Written by: Janet Early

Mindfulness is a concept often misunderstood in modern society.

Many people hear the term and picture meditation – the seated position, the focus on the breath, the calling out of chants.

But really, mindfulness is simply being aware of your surroundings.

According to Ellen Langer, a Harvard University psychologist:

“Mindfulness is the process of actively noticing new things. When you do that, it puts you in the present. It makes you more sensitive to context and perspective. It’s the essence of engagement. And it’s energy-begetting, not energy consuming.

“The mistake most people make is to assume it’s stressful and exhausting—all this thinking. But what’s stressful is all the mindless negative evaluations we make and the worry that we’ll find problems and not be able to solve them.”

You can be mindful in traffic, during a conversation, quietly sitting in your room or while at work. You can practice mindfulness anywhere. Really.

Tips To Practice Mindfulness In Your Everyday Life:

1. Do One Thing At A Time. No multi-tasking. If you’re reading a book, just read; if you’re eating, just eat; if you’re driving, just drive.

2. Take Your Time. Aim to do, not just to finish. Make your actions deliberate.

3. Do Fewer Things. It can be easy to rush from one thing to the next if your day is jam-packed. Plan to have fewer objectives each day and focus on quality rather than quantity.

4. Plan Breaks Between Tasks. Plan some time to relax and refocus between tasks, to avoid that hectic rushing feeling.

5. Focus On The Present. You can only control the present moment, not the future. Preoccupying your mind with things that haven’t happened yet only pollutes your current experience. Instead, consciously try to be in the now.

6. Schedule Time To Do Nothing. Plan out 5 or 10 minutes a day to just sit quietly, breathe and observe your surroundings. Not every moment has to be active in order to be meaningful.

# [Task description]
In the text on mindfulness, how many minutes a day does the tip on scheduling time to do nothing suggest setting aside?

# [Data records]
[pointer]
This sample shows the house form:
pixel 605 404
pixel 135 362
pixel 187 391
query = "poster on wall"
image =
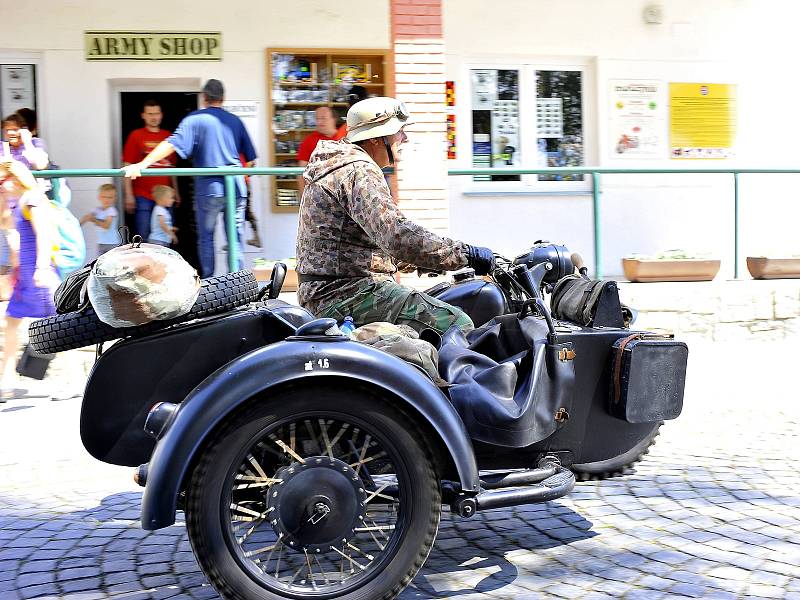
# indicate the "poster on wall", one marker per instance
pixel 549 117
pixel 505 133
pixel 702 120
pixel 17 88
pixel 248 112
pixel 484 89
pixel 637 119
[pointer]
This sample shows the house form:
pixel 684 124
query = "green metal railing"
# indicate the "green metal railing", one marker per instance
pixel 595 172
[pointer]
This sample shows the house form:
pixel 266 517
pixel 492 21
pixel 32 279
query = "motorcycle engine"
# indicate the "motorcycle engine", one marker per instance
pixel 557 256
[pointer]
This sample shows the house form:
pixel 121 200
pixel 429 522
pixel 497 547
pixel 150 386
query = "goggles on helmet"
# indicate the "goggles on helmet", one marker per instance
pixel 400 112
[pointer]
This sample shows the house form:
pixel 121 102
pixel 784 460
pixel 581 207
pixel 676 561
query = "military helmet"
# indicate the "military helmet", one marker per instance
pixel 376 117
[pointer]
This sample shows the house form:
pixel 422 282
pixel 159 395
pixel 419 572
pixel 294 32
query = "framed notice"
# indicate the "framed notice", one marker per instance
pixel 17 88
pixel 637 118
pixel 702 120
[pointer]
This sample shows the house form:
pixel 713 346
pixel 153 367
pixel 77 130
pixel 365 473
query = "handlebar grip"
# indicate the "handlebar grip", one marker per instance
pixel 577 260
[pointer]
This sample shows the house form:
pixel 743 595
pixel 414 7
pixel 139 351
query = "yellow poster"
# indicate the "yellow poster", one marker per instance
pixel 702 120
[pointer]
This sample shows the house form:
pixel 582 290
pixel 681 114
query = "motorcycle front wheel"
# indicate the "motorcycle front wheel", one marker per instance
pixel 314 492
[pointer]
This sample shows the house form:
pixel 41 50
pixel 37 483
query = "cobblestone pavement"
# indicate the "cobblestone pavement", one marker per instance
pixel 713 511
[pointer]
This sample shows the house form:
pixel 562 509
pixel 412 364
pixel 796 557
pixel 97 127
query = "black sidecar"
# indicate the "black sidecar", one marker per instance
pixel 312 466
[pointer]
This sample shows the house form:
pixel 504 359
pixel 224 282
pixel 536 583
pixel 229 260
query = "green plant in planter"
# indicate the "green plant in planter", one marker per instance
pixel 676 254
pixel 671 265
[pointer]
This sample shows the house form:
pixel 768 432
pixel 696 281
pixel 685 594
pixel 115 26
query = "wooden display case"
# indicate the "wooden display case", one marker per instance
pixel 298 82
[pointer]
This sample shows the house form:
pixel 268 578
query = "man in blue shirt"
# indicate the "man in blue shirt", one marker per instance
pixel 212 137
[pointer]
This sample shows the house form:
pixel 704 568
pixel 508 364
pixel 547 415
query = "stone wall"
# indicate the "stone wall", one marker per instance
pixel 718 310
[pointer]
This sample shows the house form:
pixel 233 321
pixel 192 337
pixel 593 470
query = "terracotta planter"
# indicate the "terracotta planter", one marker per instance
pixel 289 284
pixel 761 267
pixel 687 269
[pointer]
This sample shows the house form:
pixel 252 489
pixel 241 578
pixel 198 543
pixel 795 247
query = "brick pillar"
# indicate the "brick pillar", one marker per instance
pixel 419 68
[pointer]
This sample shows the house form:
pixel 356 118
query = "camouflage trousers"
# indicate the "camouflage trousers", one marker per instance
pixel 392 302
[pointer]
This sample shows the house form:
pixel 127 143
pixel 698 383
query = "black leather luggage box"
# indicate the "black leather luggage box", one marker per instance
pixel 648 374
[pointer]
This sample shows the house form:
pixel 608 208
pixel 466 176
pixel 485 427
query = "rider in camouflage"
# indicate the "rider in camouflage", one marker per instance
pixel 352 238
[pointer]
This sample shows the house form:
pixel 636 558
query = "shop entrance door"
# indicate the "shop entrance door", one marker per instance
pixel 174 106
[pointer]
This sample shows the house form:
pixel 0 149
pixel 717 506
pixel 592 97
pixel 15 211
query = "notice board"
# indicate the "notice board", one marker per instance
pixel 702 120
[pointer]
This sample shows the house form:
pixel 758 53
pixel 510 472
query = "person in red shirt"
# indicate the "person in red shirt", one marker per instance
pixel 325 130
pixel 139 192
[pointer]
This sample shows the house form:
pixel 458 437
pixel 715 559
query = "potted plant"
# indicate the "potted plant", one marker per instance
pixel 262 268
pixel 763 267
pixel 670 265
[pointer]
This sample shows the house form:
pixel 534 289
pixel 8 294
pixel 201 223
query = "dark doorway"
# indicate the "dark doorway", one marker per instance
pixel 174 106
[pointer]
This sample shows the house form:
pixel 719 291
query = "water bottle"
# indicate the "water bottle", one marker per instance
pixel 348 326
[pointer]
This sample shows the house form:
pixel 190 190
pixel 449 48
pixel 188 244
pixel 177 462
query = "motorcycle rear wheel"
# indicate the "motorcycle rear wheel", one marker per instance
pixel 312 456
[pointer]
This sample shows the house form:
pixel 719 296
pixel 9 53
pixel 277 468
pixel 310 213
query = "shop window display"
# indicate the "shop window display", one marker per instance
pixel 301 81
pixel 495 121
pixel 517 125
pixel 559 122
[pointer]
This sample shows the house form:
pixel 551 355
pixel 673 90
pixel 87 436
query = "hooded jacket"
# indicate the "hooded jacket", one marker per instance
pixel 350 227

# [Correct result]
5 or 10 minutes a day.